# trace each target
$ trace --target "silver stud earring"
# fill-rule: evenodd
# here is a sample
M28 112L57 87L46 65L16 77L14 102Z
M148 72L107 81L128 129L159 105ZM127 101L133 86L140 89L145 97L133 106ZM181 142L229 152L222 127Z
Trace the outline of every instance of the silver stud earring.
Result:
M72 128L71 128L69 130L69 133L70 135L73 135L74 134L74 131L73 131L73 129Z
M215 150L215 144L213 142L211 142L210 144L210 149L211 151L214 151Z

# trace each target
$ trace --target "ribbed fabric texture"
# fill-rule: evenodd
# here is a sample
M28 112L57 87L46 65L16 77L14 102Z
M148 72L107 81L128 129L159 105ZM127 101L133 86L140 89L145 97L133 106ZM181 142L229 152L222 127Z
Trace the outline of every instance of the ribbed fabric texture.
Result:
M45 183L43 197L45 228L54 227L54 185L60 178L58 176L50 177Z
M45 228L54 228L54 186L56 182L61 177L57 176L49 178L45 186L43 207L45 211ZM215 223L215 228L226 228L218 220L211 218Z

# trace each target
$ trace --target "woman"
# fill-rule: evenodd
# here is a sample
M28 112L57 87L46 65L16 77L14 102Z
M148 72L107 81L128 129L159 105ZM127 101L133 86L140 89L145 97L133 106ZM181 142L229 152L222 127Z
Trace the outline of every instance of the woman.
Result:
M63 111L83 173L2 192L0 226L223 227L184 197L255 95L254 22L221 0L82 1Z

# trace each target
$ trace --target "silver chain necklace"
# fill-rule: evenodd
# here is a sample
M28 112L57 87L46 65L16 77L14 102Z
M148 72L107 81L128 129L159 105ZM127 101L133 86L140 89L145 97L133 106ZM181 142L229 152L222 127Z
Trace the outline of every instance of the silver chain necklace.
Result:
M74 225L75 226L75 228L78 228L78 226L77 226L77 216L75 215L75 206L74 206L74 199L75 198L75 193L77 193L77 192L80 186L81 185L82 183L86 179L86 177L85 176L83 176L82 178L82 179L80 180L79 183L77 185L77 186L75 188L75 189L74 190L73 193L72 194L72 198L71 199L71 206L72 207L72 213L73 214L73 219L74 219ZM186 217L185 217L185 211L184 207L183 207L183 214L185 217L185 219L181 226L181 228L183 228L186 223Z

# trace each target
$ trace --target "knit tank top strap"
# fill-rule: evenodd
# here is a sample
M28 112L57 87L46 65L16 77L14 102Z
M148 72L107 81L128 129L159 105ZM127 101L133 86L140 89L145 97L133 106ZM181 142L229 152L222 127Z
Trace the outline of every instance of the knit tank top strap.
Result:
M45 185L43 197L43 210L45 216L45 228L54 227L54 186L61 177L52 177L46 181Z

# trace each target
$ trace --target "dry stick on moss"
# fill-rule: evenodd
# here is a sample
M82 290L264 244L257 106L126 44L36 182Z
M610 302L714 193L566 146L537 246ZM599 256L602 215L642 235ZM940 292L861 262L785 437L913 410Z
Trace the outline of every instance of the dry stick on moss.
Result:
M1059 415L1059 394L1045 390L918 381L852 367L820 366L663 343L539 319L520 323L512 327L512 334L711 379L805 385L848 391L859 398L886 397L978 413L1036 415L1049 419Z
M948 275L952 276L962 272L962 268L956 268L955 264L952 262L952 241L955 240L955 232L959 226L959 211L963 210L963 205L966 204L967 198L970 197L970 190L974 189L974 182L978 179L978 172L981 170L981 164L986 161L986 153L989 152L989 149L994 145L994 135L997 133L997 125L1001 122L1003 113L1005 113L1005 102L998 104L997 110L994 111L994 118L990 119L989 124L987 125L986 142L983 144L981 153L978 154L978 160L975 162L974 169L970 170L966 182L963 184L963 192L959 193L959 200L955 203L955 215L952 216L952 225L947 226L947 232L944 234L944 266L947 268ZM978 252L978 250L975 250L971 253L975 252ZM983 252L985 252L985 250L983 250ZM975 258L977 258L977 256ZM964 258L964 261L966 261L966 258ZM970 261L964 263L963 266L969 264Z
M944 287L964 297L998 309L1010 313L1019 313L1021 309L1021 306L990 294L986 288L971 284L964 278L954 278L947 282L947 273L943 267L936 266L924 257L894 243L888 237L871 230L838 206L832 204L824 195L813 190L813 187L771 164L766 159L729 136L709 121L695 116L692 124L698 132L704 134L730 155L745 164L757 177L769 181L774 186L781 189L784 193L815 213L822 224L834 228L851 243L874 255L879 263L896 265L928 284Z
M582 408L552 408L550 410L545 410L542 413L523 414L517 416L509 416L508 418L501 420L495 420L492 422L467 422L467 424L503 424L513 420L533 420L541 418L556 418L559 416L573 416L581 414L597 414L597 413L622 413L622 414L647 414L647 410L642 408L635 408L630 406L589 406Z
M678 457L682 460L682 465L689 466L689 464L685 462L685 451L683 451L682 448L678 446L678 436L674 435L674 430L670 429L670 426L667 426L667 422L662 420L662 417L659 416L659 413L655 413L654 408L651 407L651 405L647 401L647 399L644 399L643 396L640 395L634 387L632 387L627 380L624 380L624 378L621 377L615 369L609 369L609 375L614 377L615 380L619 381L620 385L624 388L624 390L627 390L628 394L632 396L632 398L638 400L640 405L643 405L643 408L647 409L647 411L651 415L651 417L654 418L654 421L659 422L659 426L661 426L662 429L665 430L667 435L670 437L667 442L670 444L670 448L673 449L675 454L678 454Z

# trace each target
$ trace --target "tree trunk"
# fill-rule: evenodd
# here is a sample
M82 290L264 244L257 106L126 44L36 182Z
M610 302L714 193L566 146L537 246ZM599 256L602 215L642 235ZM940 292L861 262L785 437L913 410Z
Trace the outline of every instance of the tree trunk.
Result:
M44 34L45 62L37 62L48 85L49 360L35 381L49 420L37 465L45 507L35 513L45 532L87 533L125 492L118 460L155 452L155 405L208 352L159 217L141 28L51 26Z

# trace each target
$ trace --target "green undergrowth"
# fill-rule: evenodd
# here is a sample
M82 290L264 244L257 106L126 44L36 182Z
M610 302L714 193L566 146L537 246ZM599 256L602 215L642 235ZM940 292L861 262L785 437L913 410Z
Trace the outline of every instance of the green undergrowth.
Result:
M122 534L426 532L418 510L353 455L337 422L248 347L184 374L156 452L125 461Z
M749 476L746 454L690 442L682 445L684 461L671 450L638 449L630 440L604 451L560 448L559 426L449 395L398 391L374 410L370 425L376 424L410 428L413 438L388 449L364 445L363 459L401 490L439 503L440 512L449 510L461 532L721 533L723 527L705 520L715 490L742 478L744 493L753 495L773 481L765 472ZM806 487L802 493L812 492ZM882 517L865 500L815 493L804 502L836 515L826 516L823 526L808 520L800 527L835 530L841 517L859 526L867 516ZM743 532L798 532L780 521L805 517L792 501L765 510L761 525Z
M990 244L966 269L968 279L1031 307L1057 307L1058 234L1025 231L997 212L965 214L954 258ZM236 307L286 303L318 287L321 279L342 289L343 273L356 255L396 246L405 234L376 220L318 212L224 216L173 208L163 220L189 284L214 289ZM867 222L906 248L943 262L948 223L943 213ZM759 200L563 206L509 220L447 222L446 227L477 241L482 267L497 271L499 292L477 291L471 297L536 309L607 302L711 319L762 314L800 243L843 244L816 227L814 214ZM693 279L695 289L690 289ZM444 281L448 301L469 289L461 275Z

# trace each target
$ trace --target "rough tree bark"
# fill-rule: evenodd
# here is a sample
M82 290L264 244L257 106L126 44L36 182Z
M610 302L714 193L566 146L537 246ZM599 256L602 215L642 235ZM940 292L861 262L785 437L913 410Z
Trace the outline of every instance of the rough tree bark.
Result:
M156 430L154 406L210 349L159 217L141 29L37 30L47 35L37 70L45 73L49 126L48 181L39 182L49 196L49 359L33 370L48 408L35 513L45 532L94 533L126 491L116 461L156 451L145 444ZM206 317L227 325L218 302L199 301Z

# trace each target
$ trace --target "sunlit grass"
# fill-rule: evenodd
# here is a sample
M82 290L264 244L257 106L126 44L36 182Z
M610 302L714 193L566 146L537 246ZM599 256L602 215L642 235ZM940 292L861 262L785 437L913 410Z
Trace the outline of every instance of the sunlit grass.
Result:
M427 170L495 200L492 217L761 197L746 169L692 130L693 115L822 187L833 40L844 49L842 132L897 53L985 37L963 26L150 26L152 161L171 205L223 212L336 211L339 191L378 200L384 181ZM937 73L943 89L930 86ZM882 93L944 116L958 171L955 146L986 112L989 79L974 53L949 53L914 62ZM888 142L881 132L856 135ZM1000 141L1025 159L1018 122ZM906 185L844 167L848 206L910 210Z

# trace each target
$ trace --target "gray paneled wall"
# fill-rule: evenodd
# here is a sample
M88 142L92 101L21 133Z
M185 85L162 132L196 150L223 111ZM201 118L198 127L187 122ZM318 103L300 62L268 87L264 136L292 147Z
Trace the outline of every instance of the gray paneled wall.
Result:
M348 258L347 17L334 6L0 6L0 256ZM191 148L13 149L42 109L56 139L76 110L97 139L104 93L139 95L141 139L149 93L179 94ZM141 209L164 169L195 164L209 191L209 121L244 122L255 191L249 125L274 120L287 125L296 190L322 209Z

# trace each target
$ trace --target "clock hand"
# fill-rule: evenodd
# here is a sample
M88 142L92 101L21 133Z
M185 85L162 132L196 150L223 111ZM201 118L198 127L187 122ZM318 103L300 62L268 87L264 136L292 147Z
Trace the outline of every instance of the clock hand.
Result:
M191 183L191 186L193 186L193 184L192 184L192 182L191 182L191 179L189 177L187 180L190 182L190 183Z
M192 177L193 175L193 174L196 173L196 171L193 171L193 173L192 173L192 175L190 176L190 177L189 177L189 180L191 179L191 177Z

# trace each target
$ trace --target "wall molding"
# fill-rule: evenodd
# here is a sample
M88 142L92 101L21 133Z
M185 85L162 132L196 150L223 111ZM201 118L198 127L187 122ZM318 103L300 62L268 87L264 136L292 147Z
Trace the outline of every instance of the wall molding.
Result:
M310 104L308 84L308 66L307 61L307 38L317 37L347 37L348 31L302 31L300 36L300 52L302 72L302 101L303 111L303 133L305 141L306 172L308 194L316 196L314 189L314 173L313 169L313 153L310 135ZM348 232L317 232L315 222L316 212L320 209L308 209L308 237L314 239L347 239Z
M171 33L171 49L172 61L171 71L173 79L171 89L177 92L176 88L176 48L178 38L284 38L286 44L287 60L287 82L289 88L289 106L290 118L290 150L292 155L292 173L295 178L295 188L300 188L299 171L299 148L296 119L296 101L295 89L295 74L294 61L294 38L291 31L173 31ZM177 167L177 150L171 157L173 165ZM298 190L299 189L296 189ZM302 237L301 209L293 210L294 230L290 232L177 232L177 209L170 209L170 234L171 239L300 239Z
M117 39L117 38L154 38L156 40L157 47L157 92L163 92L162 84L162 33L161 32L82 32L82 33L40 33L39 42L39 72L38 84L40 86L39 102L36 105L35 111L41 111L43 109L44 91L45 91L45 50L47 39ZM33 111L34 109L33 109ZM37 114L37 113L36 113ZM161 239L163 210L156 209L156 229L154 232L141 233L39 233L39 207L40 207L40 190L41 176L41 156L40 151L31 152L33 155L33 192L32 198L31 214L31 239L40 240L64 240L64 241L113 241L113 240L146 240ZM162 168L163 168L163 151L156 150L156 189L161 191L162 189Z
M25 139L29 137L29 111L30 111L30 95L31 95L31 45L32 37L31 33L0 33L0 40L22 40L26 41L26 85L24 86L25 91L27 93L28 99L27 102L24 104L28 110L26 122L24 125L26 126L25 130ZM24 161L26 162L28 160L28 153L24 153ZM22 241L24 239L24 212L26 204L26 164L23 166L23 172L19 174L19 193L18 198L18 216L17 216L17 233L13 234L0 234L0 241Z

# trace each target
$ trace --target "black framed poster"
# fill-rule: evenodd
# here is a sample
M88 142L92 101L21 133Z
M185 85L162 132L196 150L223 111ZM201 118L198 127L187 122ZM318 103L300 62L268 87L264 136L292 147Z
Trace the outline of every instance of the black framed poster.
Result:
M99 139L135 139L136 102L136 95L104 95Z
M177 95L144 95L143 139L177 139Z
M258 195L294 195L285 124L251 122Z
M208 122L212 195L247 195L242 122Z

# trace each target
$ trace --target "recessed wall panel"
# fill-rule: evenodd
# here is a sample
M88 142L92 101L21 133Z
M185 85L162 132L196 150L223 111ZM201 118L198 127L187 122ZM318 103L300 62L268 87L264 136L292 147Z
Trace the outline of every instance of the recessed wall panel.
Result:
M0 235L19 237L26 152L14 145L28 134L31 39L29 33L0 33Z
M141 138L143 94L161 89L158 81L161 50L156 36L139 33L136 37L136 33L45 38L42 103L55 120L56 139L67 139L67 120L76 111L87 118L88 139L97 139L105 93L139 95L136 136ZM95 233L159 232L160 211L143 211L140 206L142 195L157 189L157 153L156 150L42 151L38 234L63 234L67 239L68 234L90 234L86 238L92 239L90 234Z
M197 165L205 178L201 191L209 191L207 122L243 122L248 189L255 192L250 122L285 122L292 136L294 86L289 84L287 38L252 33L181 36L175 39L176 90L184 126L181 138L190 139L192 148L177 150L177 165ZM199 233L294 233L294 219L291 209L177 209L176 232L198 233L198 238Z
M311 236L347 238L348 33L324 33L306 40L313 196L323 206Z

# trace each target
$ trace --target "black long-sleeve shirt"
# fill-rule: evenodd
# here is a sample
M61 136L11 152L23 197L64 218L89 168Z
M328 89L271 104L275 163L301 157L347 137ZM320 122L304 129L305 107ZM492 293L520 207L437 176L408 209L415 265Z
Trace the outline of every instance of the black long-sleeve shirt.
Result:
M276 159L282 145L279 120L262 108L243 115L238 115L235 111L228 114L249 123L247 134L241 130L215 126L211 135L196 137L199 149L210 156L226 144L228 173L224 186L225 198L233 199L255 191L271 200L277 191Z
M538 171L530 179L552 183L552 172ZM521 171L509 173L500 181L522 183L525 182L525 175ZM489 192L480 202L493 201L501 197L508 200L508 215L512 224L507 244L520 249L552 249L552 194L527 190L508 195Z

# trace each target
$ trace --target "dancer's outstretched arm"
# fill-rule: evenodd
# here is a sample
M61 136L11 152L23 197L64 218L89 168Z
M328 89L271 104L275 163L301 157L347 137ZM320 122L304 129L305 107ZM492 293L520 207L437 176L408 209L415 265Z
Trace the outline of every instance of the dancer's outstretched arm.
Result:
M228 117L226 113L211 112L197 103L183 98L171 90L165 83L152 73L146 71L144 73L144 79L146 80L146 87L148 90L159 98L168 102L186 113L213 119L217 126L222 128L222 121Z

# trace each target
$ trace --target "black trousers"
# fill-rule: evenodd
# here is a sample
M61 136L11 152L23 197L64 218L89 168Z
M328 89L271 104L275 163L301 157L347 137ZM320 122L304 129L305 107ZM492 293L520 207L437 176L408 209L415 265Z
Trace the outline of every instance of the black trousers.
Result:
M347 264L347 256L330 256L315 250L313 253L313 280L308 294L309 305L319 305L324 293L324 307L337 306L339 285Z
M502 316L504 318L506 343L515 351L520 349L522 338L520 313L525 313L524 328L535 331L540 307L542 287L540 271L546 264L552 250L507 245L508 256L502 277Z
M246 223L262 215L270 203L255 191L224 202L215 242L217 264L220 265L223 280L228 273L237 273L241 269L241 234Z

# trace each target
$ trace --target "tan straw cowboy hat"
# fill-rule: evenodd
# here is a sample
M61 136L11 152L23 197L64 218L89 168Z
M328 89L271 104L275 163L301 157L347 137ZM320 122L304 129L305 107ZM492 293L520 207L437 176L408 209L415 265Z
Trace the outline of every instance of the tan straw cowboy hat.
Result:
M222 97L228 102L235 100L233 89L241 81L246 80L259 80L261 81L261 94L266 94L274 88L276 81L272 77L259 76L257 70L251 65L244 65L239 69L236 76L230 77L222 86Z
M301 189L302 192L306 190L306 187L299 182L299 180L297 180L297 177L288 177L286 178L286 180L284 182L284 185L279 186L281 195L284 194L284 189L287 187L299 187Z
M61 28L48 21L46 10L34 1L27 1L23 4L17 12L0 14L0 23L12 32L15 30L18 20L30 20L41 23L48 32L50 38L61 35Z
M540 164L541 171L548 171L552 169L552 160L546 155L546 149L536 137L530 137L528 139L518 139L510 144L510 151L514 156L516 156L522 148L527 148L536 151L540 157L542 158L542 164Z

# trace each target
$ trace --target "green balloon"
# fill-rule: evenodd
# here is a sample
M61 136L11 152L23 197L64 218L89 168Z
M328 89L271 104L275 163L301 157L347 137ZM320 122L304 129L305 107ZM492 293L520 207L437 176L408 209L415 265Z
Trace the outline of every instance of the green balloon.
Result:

________________________

YOUR TASK
Copy the data word for word, starting at its first line and ending at the line that contains "M72 128L71 128L69", with both of those lines included.

THE ANSWER
# trace each target
$ trace --target "silver stud earring"
# fill-rule: evenodd
# here is a sample
M28 112L57 87L46 65L16 77L14 102Z
M148 72L107 81L128 129L159 105ZM127 101L133 86L140 89L145 97L133 106ZM181 142L229 152L222 127Z
Trace the outline of every instance of the silver stud earring.
Result:
M72 128L71 128L69 130L69 133L70 135L73 135L74 134L74 131L73 131L73 129Z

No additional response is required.